■ YOUR OBJECTIVE
Reproduce the rows word for word, starting with the first one and ending with the line that contains "<point>580,233</point>".

━━━━━━━━━━━━━━━━━━━━━━━━━━━━━━

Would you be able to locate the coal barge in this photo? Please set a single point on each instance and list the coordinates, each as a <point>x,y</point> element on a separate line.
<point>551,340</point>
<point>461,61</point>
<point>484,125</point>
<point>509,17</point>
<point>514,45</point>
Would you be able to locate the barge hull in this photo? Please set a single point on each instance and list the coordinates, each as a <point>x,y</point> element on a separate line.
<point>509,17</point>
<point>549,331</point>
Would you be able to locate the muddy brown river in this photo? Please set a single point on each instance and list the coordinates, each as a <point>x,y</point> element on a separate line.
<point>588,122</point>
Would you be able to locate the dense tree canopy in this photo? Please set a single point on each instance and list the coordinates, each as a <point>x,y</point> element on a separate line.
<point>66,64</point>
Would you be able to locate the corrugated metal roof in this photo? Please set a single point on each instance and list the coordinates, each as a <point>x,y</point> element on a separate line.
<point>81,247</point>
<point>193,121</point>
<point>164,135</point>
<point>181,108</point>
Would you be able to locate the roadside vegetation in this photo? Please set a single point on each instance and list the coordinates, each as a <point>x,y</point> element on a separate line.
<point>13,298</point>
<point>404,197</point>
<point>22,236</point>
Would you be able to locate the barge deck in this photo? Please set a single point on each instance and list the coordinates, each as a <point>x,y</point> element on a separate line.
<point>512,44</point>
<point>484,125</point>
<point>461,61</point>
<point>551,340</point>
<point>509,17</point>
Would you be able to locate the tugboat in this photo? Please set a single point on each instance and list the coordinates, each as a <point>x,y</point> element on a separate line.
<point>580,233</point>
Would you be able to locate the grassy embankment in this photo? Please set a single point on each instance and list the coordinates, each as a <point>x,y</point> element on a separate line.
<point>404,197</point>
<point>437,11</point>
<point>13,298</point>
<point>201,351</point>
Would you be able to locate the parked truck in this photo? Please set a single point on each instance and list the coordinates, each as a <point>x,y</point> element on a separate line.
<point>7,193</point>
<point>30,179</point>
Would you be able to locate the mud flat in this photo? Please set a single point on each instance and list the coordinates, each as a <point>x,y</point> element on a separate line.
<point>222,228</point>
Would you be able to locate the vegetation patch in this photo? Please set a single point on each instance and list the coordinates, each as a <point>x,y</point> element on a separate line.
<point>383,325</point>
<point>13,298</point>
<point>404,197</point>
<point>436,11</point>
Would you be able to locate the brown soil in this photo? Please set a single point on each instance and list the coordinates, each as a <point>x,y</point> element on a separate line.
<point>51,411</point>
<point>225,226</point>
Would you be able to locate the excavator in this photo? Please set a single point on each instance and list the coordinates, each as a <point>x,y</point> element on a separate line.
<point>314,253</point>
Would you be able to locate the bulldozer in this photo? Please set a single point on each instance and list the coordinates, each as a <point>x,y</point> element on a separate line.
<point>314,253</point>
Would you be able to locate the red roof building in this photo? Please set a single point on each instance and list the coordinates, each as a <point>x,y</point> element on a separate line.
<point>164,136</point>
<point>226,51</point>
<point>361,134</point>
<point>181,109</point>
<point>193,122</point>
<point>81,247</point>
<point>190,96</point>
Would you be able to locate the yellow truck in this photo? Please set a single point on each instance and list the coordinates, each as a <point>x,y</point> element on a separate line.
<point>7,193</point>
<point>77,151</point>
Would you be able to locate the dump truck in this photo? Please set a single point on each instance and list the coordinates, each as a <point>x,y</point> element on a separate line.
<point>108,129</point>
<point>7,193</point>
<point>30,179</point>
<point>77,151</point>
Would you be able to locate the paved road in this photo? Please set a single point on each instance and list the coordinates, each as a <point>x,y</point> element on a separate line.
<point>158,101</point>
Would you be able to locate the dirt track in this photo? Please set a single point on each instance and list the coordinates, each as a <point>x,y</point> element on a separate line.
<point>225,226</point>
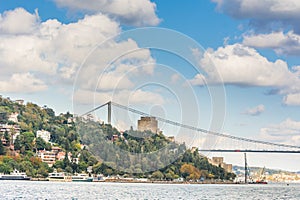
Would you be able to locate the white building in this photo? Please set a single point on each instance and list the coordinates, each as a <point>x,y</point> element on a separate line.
<point>13,117</point>
<point>45,135</point>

━━━━━━━━━━━━━━━━━━━━━━━━━━━━━━

■ SOLUTION FOR THIS EXERCISE
Would you be able to locate the coal barge in this photo? Please set a single point on each instance and list the coordinates, each as a <point>x,y</point> element on a separate line.
<point>551,340</point>
<point>461,61</point>
<point>484,125</point>
<point>509,17</point>
<point>514,45</point>
Would you be able to locate the barge hull in this photo? Please set a single point on each instance and list the coordinates, each as a <point>x,y</point> element on a separate line.
<point>509,17</point>
<point>549,331</point>
Would you be able to locate the muddy brown river in this photo? Please set a single point on each instance and list the coordinates, each as a <point>x,y</point> element on a separate line.
<point>588,122</point>
Would you be able to locate the dense tree canopy in this photo? Please set a single point on each instance and list the coordinates, each as a <point>x,y</point> element on a separate line.
<point>66,64</point>
Would you be able to locate the corrugated metal roof in this photo? Please set a single point on each instance and list the coordinates, each as a <point>x,y</point> element on a separate line.
<point>81,247</point>
<point>193,121</point>
<point>164,135</point>
<point>181,108</point>
Would you be able to locate the roadside vegetation in this photo? Please set a single point on each instance and list the coordinates, each as a <point>x,y</point> element on a separate line.
<point>13,298</point>
<point>404,197</point>
<point>22,236</point>
Would you be able to locate the barge deck in this photo? Please set a single point on each instance and list the coordinates, each as a <point>x,y</point> element on a separate line.
<point>512,44</point>
<point>484,125</point>
<point>461,61</point>
<point>551,340</point>
<point>509,17</point>
Would you be able to locate the tugboat in this photo? Please set a single point on each instance and list the coordinates, each as a <point>x,y</point> element on a separate line.
<point>580,233</point>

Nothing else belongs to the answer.